_Work task:_ Could you copy the records below word for word, every one of them, with nothing changed?

*** The input Section Begins ***

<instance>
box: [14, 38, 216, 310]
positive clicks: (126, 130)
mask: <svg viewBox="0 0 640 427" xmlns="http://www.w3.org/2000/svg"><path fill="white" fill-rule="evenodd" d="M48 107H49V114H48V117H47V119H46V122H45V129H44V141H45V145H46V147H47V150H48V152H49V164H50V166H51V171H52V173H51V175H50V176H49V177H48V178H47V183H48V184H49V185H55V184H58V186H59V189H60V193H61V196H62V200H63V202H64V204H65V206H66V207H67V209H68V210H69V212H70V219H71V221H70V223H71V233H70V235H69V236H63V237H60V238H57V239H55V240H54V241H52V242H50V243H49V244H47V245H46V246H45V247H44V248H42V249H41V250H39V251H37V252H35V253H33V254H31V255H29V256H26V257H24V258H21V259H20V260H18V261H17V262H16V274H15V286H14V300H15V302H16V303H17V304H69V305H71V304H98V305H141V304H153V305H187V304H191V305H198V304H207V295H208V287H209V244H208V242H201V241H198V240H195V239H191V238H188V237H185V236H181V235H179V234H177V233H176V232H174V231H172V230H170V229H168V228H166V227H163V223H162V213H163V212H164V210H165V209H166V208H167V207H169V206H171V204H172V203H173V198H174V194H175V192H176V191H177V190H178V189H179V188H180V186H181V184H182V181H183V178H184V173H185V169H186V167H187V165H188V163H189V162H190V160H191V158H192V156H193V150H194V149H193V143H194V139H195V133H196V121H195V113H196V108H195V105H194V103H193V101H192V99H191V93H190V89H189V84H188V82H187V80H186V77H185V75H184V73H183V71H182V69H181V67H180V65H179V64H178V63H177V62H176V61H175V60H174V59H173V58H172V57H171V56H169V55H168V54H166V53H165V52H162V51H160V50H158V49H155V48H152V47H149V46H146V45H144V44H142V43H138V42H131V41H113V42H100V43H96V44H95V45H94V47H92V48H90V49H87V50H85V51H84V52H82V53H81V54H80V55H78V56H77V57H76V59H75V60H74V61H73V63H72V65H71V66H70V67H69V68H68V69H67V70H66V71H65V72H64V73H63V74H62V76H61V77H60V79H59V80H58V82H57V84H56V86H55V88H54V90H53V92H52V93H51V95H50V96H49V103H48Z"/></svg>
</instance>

*** The input Section Ends ***

_Task solution:_
<instance>
box: [14, 38, 216, 310]
positive clicks: (126, 130)
mask: <svg viewBox="0 0 640 427" xmlns="http://www.w3.org/2000/svg"><path fill="white" fill-rule="evenodd" d="M48 107H49V114H48V117H47V119H46V122H45V129H44V141H45V145H46V147H47V150H48V152H49V164H50V166H51V171H52V173H51V175H50V176H49V177H48V178H47V183H48V184H49V185H55V184H58V186H59V189H60V193H61V196H62V200H63V202H64V204H65V206H66V207H67V209H68V210H69V212H70V219H71V221H70V223H71V233H70V235H69V236H63V237H60V238H57V239H55V240H54V241H52V242H50V243H49V244H47V245H46V246H45V247H44V248H42V249H41V250H39V251H37V252H35V253H33V254H31V255H29V256H26V257H24V258H21V259H20V260H18V261H17V262H16V274H15V286H14V300H15V302H16V303H17V304H69V305H71V304H98V305H141V304H153V305H187V304H191V305H198V304H207V295H208V287H209V244H208V242H201V241H198V240H195V239H191V238H188V237H185V236H181V235H179V234H177V233H176V232H174V231H172V230H170V229H168V228H166V227H163V223H162V213H163V212H164V210H165V209H166V208H167V207H169V206H171V204H172V203H173V198H174V194H175V192H176V191H177V190H178V189H179V188H180V186H181V184H182V181H183V178H184V173H185V169H186V167H187V165H188V163H189V162H190V160H191V158H192V156H193V150H194V149H193V143H194V139H195V133H196V121H195V113H196V108H195V105H194V103H193V101H192V99H191V93H190V89H189V84H188V82H187V80H186V77H185V75H184V73H183V71H182V69H181V67H180V65H179V64H178V63H177V62H176V61H175V60H174V59H173V58H172V57H171V56H169V55H168V54H166V53H165V52H162V51H160V50H158V49H155V48H152V47H149V46H146V45H144V44H142V43H138V42H131V41H113V42H100V43H96V44H95V45H94V47H92V48H90V49H87V50H85V51H84V52H82V53H81V54H80V55H78V56H77V57H76V59H75V60H74V61H73V63H72V65H71V66H70V67H69V68H68V69H67V70H66V71H65V72H64V73H63V74H62V76H61V77H60V79H59V80H58V82H57V84H56V86H55V88H54V90H53V92H52V93H51V95H50V96H49V103H48Z"/></svg>
</instance>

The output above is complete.